§ What to do:
Copy out every entry, keeping each character the same.
*** Exercise data
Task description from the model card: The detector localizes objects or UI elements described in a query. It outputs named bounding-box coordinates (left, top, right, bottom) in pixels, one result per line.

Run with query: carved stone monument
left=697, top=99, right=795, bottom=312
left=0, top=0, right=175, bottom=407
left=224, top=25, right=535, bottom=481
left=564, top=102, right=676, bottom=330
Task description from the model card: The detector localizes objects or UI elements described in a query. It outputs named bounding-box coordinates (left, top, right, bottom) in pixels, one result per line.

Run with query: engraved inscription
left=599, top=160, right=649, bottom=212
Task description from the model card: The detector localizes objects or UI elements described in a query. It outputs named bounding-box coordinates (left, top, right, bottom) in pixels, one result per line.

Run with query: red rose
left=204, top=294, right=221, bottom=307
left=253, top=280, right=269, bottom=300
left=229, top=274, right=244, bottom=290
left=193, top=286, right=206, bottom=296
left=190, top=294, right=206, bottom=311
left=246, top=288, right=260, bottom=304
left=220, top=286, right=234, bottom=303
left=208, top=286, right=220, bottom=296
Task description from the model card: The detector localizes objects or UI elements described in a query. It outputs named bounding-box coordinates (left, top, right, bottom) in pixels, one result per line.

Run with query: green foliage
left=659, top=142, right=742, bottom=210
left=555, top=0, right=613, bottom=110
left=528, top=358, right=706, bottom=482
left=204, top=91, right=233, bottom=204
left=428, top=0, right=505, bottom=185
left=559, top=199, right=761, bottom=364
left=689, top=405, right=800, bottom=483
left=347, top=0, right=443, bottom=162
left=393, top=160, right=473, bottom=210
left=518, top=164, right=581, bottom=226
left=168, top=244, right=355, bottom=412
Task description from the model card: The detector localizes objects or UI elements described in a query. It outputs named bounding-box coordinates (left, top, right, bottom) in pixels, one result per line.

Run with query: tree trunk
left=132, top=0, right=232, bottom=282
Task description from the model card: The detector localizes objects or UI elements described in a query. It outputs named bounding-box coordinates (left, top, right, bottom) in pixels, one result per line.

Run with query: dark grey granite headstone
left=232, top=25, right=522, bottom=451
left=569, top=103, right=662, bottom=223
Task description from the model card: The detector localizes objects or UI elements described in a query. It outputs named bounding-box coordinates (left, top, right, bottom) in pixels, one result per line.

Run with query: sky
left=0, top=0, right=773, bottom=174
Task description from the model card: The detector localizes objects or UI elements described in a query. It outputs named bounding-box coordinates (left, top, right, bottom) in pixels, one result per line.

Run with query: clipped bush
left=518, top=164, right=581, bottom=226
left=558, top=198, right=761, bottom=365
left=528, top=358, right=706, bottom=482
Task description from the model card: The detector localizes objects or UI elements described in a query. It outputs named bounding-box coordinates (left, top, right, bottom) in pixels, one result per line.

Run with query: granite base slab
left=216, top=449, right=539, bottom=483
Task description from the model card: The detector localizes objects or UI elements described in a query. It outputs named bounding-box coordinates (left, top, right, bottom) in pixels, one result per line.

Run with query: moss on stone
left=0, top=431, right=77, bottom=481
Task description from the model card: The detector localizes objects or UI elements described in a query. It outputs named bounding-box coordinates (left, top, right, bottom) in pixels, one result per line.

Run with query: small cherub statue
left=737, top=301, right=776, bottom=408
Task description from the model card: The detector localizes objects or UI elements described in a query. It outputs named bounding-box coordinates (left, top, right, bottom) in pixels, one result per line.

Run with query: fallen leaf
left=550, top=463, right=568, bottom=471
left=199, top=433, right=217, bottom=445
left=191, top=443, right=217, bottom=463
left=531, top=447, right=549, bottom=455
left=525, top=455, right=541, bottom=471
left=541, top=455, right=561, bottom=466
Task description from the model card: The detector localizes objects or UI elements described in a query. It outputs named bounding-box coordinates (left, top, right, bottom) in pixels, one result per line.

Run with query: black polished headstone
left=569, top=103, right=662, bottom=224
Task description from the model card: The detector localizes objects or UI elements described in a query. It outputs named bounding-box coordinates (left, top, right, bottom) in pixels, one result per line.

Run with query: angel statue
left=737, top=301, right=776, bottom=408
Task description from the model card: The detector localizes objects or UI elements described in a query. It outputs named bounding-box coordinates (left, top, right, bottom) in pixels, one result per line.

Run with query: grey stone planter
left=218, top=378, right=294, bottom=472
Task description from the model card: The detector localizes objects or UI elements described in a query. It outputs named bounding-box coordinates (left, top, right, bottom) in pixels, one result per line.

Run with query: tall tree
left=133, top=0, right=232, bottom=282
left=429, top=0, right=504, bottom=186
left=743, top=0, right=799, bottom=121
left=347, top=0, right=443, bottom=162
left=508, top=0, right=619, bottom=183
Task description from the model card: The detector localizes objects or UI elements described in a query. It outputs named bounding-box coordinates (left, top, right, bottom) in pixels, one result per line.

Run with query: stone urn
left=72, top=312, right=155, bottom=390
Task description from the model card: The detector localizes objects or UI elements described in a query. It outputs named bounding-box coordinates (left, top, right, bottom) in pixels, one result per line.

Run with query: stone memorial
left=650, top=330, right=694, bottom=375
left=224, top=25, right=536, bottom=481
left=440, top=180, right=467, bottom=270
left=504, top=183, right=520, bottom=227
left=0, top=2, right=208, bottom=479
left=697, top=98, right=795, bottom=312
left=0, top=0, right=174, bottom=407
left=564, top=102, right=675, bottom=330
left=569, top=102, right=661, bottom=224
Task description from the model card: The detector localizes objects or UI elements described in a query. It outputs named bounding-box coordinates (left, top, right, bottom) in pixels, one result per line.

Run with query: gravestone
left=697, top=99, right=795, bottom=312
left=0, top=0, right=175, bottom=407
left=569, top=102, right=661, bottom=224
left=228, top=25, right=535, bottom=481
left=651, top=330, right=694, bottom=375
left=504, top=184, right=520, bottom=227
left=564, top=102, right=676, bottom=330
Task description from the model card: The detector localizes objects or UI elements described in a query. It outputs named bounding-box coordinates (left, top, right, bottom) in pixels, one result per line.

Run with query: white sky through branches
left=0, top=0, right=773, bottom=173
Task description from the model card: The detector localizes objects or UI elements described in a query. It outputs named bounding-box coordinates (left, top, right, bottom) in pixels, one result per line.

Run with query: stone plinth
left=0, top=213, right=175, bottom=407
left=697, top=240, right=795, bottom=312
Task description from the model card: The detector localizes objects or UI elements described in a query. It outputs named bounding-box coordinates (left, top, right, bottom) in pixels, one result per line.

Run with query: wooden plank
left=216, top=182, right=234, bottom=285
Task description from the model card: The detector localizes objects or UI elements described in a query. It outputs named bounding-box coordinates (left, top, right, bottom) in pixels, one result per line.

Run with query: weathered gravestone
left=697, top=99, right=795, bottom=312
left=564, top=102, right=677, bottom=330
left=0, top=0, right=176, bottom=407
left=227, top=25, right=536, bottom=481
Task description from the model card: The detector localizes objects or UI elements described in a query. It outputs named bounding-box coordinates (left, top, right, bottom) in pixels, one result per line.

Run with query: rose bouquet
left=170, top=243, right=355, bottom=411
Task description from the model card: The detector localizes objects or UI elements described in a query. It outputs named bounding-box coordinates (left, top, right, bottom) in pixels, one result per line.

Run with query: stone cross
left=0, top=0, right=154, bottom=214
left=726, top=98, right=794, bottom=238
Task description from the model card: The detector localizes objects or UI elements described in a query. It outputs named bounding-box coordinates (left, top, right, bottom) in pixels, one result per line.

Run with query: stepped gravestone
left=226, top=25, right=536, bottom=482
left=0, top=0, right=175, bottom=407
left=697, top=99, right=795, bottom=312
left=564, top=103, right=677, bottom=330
******
§ Answer area:
Task description from the model card: The detector localizes objects or UI elements described in a query. It outputs named bounding-box coordinates (left, top, right, bottom) in pixels, one result per line.

Run with query: carved stone monument
left=697, top=99, right=795, bottom=312
left=0, top=0, right=175, bottom=407
left=224, top=25, right=535, bottom=481
left=564, top=102, right=676, bottom=330
Task description from the model card: The detector localizes objects or UI elements described in a query. It outputs named bounding-box coordinates (left, top, right, bottom) in pixels, one result per line.

Run with query: engraved inscription
left=599, top=160, right=649, bottom=212
Task description from the model card: The detector localizes objects or UI elements described in a query. It outputs named bounding-box coordinates (left, top, right, bottom) in pixels, one result per line.

Run with query: red rose
left=204, top=294, right=221, bottom=307
left=253, top=280, right=269, bottom=300
left=229, top=274, right=244, bottom=290
left=193, top=286, right=206, bottom=296
left=190, top=294, right=206, bottom=311
left=246, top=288, right=260, bottom=304
left=220, top=286, right=234, bottom=303
left=208, top=286, right=220, bottom=296
Task description from the model card: The detector localizes objects or UI elements described in a query. It outputs named bounding-box coordinates (left, top, right, bottom) in pixels, one result per line.

Run with query: green foliage
left=659, top=142, right=742, bottom=210
left=555, top=0, right=613, bottom=110
left=528, top=358, right=706, bottom=482
left=204, top=91, right=233, bottom=204
left=428, top=0, right=505, bottom=185
left=559, top=199, right=761, bottom=364
left=689, top=405, right=800, bottom=483
left=347, top=0, right=443, bottom=162
left=393, top=160, right=473, bottom=210
left=518, top=164, right=581, bottom=226
left=168, top=244, right=355, bottom=412
Task description from the model card: The detector localizes objects or UI elements described in a query. It outputs named bounding-box coordinates (left, top, right, bottom) in pixels, one result per line.

Run with query: tree trunk
left=132, top=0, right=232, bottom=282
Task description from the model card: The detector localizes objects or UI elements described in a query. It outputs named bounding-box coordinates (left, top, right, bottom) in pixels, one result per line.

Run with query: dark grey granite headstone
left=232, top=25, right=522, bottom=451
left=569, top=103, right=662, bottom=223
Task description from the model card: The detector localizes objects or UI elements described in a query. It outputs named bounding-box coordinates (left, top, right, bottom) in pixels, one result per line.

Run with query: sky
left=0, top=0, right=773, bottom=174
Task description from the model card: The detector localizes objects or UI elements described in a query. It outputs named bounding-box coordinates (left, top, right, bottom) in pixels, one result per line.

Run with query: clipped bush
left=518, top=164, right=581, bottom=226
left=558, top=198, right=761, bottom=365
left=528, top=358, right=706, bottom=482
Task description from the model card: The detector localizes objects or UI elements described in a query. It outputs named bounding-box coordinates (left, top, right, bottom) in pixels, one result per line.

Run with query: granite base slab
left=216, top=449, right=539, bottom=483
Task description from the model card: The detector localizes objects or UI elements described in a query. It outputs named bounding-box coordinates (left, top, right, bottom) in pixels, one result per line.

Run with query: moss on stone
left=0, top=431, right=77, bottom=481
Task description from the model card: The detector localizes objects or UI elements described in a query. It outputs named bounding-box coordinates (left, top, right, bottom) in pixels, one result per line.

Run with query: small cherub statue
left=737, top=301, right=776, bottom=408
Task description from the model card: The detector localizes objects or UI elements described in a query. It outputs named bounding-box coordinates (left, top, right, bottom) in pixels, one result per line.

Run with query: fallen leaf
left=550, top=463, right=568, bottom=471
left=199, top=433, right=217, bottom=445
left=191, top=443, right=217, bottom=463
left=531, top=447, right=549, bottom=455
left=525, top=455, right=541, bottom=471
left=541, top=455, right=561, bottom=466
Task description from the model card: The detector localizes objects or UI elements described in a query. It outputs named bounding-box coordinates (left, top, right, bottom) in pixels, one result per line.

Run with query: black polished headstone
left=569, top=103, right=662, bottom=224
Task description from the model card: The detector localizes objects or UI elements described in a query. It outputs named bounding-box coordinates (left, top, right, bottom) in pixels, one result per line.

Run with query: angel statue
left=737, top=301, right=776, bottom=408
Task description from the model card: The detector localizes objects or UI elements described in a query. It outputs named bounding-box coordinates (left, top, right, bottom) in pixels, one result per line.

Run with query: grey stone planter
left=218, top=378, right=294, bottom=472
Task description from the model card: The detector localizes objects or UI elements described in a query. It outputs named bounding-box coordinates (left, top, right, bottom) in pixels, one result per line.

Run with query: tall tree
left=133, top=0, right=232, bottom=282
left=429, top=0, right=504, bottom=186
left=743, top=0, right=799, bottom=121
left=347, top=0, right=443, bottom=162
left=508, top=0, right=619, bottom=183
Task description from the model card: The detector localizes objects or UI elements described in a query. It outputs named bounding-box coordinates (left, top, right, bottom) in pixels, one result per line.

Run with query: stone urn
left=72, top=312, right=155, bottom=390
Task description from the model card: The detector localizes objects or UI elements described in a query. It outputs named bounding-box coordinates (left, top, right, bottom) in pixels, one result per line.

Run with query: stone memorial
left=650, top=330, right=694, bottom=375
left=224, top=25, right=536, bottom=481
left=440, top=180, right=467, bottom=270
left=504, top=183, right=520, bottom=227
left=0, top=2, right=208, bottom=479
left=697, top=98, right=795, bottom=312
left=0, top=0, right=174, bottom=407
left=564, top=102, right=675, bottom=330
left=569, top=102, right=661, bottom=224
Task description from the model card: The detector localizes objects or UI elements described in a query. It outputs named bounding-box coordinates (left, top, right, bottom) in pixels, one result per line.

Run with query: gravestone
left=697, top=99, right=795, bottom=312
left=0, top=0, right=175, bottom=407
left=569, top=102, right=661, bottom=224
left=228, top=25, right=535, bottom=481
left=651, top=330, right=694, bottom=375
left=504, top=184, right=520, bottom=227
left=564, top=102, right=676, bottom=330
Task description from the model card: The detector localizes objects or UI elements described in a query. It outputs named bounding-box coordinates (left, top, right, bottom) in pixels, one result per line.

Run with query: white sky through branches
left=0, top=0, right=773, bottom=173
Task description from the model card: The detector localizes objects or UI elements described in a query. It outputs named bounding-box coordinates (left, top, right, bottom) in pixels, one result per line.

Run with query: stone plinth
left=0, top=213, right=175, bottom=407
left=697, top=240, right=795, bottom=312
Task description from the model card: The detector localizes objects or UI elements described in a query. It outputs named bounding-box coordinates (left, top, right, bottom) in pixels, one result per line.

Run with query: wooden plank
left=216, top=182, right=234, bottom=285
Task description from the model card: The detector localizes objects or UI elements described in a query. It outputs named bounding-box coordinates (left, top, right, bottom) in pixels, one result per line.

Run with query: weathered gravestone
left=697, top=99, right=795, bottom=312
left=564, top=102, right=677, bottom=330
left=0, top=0, right=176, bottom=407
left=227, top=25, right=536, bottom=481
Task description from the model card: The detector localizes objects or UI elements described in a query. It outputs named bounding-box coordinates (left, top, right, bottom) in pixels, one result per line.

Run with query: rose bouquet
left=170, top=243, right=355, bottom=411
Task description from the model card: The detector localizes objects or UI elements described in a query. It outputs named bounding-box coordinates (left, top, right, bottom) in pixels, one result per line.

Run with query: stone cross
left=0, top=0, right=154, bottom=214
left=726, top=98, right=794, bottom=238
Task description from the model card: The detector localizes objects or UI elements described in a query. It outputs named bounding-box coordinates (left, top, right, bottom) in pixels, one result per line.

Run with query: stepped gravestone
left=226, top=25, right=536, bottom=482
left=0, top=0, right=175, bottom=407
left=697, top=99, right=795, bottom=312
left=564, top=103, right=677, bottom=330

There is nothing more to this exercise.